As part of efforts aimed at ensuring access to efficient and quality healthcare by the citizenry, Cross River State governor, Senator Ben Ayade yesterday announced the establishment of a social health insurance scheme.

Under the scheme, all taxable adults may be required to make a monthly contribution of N1000, which would guarantee them free treatment for ailments, including even operations that would otherwise have cost some millions of naira.

Ayade who disclosed this shortly after inspecting the Calabar Specialist Hospital currently under construction at the Summit Hills, Calabar, said an executive bill would soon be sent to the House of Assembly for consideration.

“This effort will provide secondary and tertiary support health services for our people while ensuring that the rich pay for the poor,” Ayade said, adding that “this will put an end to a situation where money has taken over the life of man.”

Governor Ayade who noted that medicine should not be for profit but for service, disclosed that the world-class technology-driven hospital should be ready in the next six months.

When completed, the governor said the facility will be another addition to the panoply of the tourism offerings of the state in the form of medical tourism.

In a related development, Ayade also announced plans by his administration to site a pharmaceutical company in the state, which he said would be in operation in the first quarter of 2017.

Ayade stated this when he conducted the would-be investors, Healthage Nigeria limited, along with some of his commissioners on an inspection of the proposed project site along the Goodluck Ebele Jonathan Bypass, close to the Calabar Garment factory in Calabar.

According to the governor, the initiative emanated from not only the conceptualization of the deep seaport and the superhighway, but the peace and tranquility in the state, an attribute he said attracted large foreign participation at the just concluded Carnival Calabar, culminating in investors pouring into the state.

“Carnival is not to dance around but also a marketing platform, even as the deep seaport and superhighway are already attracting a lot of business investors. We are poised to reconstruct our state to move it from dependence on public sector and federation account to an economy that is industrially-driven,” Ayade explained.

▬▬▬▬▬▬▬▬▬▬

Task instructions:
• a. In the article about the Cross River State health insurance scheme, what monthly contribution may be required of all taxable adults?
• b. Decide whether each statement agrees with the article about the Cross River State health insurance scheme, answering yes or no and quoting the deciding words: (i) The Calabar Specialist Hospital is under construction at the Summit Hills, Calabar. (ii) The pharmaceutical company was expected to be in operation in the first quarter of 2016. (iii) Ayade said the hospital should be ready in the next twelve months.
• c. Write the next part of the article about the Cross River State health insurance scheme, picking up after its final sentence.

Data supplied:
▬▬▬▬▬▬▬▬▬▬

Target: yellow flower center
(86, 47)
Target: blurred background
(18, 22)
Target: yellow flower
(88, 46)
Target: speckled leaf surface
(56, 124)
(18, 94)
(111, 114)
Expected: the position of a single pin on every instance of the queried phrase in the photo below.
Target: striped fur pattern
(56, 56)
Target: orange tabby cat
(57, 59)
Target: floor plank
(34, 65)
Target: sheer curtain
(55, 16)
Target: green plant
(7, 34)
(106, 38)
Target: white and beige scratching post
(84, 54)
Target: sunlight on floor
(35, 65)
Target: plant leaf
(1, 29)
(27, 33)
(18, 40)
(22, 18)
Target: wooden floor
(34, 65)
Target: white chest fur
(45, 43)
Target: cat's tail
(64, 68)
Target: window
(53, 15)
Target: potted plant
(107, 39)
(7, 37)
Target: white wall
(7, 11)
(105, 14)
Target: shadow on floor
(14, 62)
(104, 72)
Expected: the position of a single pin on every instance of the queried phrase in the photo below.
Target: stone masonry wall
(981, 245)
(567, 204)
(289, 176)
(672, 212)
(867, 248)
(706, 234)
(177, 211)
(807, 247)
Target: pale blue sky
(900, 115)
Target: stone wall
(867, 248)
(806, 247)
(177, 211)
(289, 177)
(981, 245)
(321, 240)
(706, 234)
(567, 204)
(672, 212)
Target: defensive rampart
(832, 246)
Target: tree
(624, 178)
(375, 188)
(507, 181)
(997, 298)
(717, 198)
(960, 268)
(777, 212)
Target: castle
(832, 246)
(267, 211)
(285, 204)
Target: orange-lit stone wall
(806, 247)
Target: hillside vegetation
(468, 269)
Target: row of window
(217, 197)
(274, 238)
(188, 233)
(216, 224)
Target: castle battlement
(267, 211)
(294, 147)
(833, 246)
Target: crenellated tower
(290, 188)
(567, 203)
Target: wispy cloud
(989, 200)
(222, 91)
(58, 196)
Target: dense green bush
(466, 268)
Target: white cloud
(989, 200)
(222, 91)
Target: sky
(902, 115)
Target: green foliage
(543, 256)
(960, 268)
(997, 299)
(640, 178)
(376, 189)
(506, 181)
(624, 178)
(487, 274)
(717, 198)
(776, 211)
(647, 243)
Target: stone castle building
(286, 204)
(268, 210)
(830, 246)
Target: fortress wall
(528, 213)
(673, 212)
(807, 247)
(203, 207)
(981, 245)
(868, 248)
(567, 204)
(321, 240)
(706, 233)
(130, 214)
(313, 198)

▬▬▬▬▬▬▬▬▬▬

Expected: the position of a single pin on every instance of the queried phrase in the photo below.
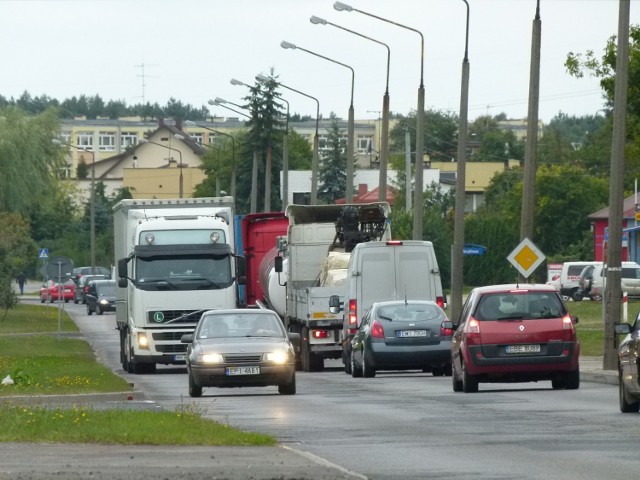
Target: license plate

▬▬▬▬▬▬▬▬▬▬

Outputs by task:
• a. N1000 per month.

• b.
(i) Yes: "currently under construction at the Summit Hills, Calabar"
(ii) No: "would be in operation in the first quarter of 2017"
(iii) No: "should be ready in the next six months"

• c.
The governor disclosed that Pakistan with a population of 180 million people, and India are being celebrated for manufacturing high quality drugs that are WHO certified. This feat, he noted must be achieved in the state through the establishment of the pharmaceutical company.

“Cross River will always remain a leading example particularly in this industrial age”, Ayade said, adding that “this is why I am going around ministries inspecting commissioners, because as they instil discipline on their workforce, we have a workforce that is prepared to drive an industrially-driven economy.”

Reiterating his administration’s resolve to support investors, the governor said: “we are ready to support any investor including the provision of land. Government will not ask you to pay anything, it is a new business model. The factory is ours and belongs to our land.”

Earlier, the Director, Operations, Healthage Nigeria limited, Farhan Ahmad Khan expressed his firm’s readiness to carry out the job aimed at emulating Pakistan in showcasing WHO approved factory with registered products from NAFDAC.

He said the pharmaceutical company will among other things, prevent capital flight by producing drugs that are hitherto being imported into the country.

According to him, it was unacceptable for a country like Nigeria with a population of over 180 million to continue to import 90 percent of required drugs with a paltry 10 percent produced locally.